** PERMINTAAN TUGAS **
Salin tanpa perubahan seluruh bagian teks tentang unjuk rasa pengungsi Afghanistan di bawah ini, mulai dari "Polisi dengan terpaksa" terus sampai "mereka mendapat perlindungan.".

** TEKS UNTUK DITINJAU **
++++++++++++++++++++

Pada hari Selasa, 24 Agustus 2021 kita disuguhi pemberitaan tentang unjuk rasa pengungsi Afghanistan di depan kantor perwakilan UNHCR di Indonesia yang berakhir ricuh. Pengungsi Afghanistan berunjuk rasa ke kantor UNHCR yang menuntut penempatan ke negara ketiga.
Polisi dengan terpaksa membubarkan unjuk rasa tersebut karena menciptakan kerumunan. Sehingga unjuk rasa tanpa izin tersebut berakhir ricuh. Jelas tanpa izin, tidak ada aturan yang memperbolehkan WNA dapat berunjuk rasa wilayah Indonesia. Kejadian itu merupakan salah bentuk “kenakalan” pengungsi yang meminta suaka dan perlindungan di Indonesia.
Di saat pandemi seperti ini, pemerintah Indonesia bersusah payah mencegah kerumunan demi mencegah penyebaran covid-19. Pengungsi Afghanistan malah berunjuk rasa dan menciptakan kerumunan. Seharusnya mereka mampu mengamati kondisi negara dimana mereka mendapat perlindungan.
Sebagai seseorang yang pernah bertugas dalam pengawasan pengungsi di wilayah Provinsi Kepulauan Riau, saya lumayan akrab dengan bentuk-bentuk “kenakalan” pengungsi di Indonesia khusunya yang ditempatkan di akomodasi.

++++++++++++++++++++

** DATA UNTUK DITINJAU **
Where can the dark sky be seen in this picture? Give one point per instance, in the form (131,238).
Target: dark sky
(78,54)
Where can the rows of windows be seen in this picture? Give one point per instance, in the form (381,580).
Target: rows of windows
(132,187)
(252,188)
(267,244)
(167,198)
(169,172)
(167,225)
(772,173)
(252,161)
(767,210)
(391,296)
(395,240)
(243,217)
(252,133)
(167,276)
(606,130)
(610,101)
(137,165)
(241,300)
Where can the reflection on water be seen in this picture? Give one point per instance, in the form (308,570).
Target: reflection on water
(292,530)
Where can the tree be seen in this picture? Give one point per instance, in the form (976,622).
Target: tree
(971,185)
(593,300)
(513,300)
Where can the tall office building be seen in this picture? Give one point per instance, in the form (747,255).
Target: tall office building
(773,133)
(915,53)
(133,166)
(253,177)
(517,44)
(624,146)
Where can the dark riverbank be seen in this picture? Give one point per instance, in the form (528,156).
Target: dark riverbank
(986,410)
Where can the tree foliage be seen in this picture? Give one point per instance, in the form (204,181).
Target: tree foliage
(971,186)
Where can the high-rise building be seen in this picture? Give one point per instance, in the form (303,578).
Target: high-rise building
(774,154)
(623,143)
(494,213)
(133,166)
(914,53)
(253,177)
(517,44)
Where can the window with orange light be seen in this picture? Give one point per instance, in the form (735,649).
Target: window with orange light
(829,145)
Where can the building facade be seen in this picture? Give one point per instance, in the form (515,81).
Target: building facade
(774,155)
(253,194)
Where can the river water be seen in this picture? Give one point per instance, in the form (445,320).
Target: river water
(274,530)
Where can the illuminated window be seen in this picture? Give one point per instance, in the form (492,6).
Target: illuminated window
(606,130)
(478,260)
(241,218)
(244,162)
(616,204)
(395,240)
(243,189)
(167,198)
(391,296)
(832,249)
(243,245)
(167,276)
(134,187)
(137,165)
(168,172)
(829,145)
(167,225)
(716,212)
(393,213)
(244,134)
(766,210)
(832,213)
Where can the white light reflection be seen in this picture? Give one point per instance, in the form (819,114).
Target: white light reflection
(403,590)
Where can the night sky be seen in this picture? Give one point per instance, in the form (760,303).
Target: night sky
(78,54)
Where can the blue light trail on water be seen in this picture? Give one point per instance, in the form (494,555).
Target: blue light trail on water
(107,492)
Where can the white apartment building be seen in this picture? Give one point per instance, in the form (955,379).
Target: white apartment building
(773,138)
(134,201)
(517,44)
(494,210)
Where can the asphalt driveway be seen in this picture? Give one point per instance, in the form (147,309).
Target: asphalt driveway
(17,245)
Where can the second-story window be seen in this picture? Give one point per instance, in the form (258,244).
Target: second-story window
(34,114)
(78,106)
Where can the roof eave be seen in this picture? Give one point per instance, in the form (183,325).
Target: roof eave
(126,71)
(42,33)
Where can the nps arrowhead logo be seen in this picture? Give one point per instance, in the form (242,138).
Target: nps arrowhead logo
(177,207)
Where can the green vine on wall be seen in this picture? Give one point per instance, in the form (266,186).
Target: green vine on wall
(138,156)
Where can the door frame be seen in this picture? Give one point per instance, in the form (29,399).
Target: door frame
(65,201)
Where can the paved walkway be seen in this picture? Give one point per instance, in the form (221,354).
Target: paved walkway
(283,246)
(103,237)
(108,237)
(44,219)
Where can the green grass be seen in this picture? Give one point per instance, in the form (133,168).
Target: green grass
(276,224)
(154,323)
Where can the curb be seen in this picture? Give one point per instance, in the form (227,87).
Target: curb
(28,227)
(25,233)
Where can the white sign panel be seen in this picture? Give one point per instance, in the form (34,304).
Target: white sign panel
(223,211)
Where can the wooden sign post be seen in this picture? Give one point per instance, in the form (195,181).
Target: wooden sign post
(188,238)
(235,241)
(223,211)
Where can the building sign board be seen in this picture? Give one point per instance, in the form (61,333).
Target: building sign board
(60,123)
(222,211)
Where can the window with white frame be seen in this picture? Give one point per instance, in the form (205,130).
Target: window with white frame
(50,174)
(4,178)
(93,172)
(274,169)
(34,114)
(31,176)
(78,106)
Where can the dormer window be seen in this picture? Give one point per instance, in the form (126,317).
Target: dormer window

++++++++++++++++++++

** JAWABAN LATIHAN INI **
Polisi dengan terpaksa membubarkan unjuk rasa tersebut karena menciptakan kerumunan. Sehingga unjuk rasa tanpa izin tersebut berakhir ricuh. Jelas tanpa izin, tidak ada aturan yang memperbolehkan WNA dapat berunjuk rasa wilayah Indonesia. Kejadian itu merupakan salah bentuk “kenakalan” pengungsi yang meminta suaka dan perlindungan di Indonesia.
Di saat pandemi seperti ini, pemerintah Indonesia bersusah payah mencegah kerumunan demi mencegah penyebaran covid-19. Pengungsi Afghanistan malah berunjuk rasa dan menciptakan kerumunan. Seharusnya mereka mampu mengamati kondisi negara dimana mereka mendapat perlindungan.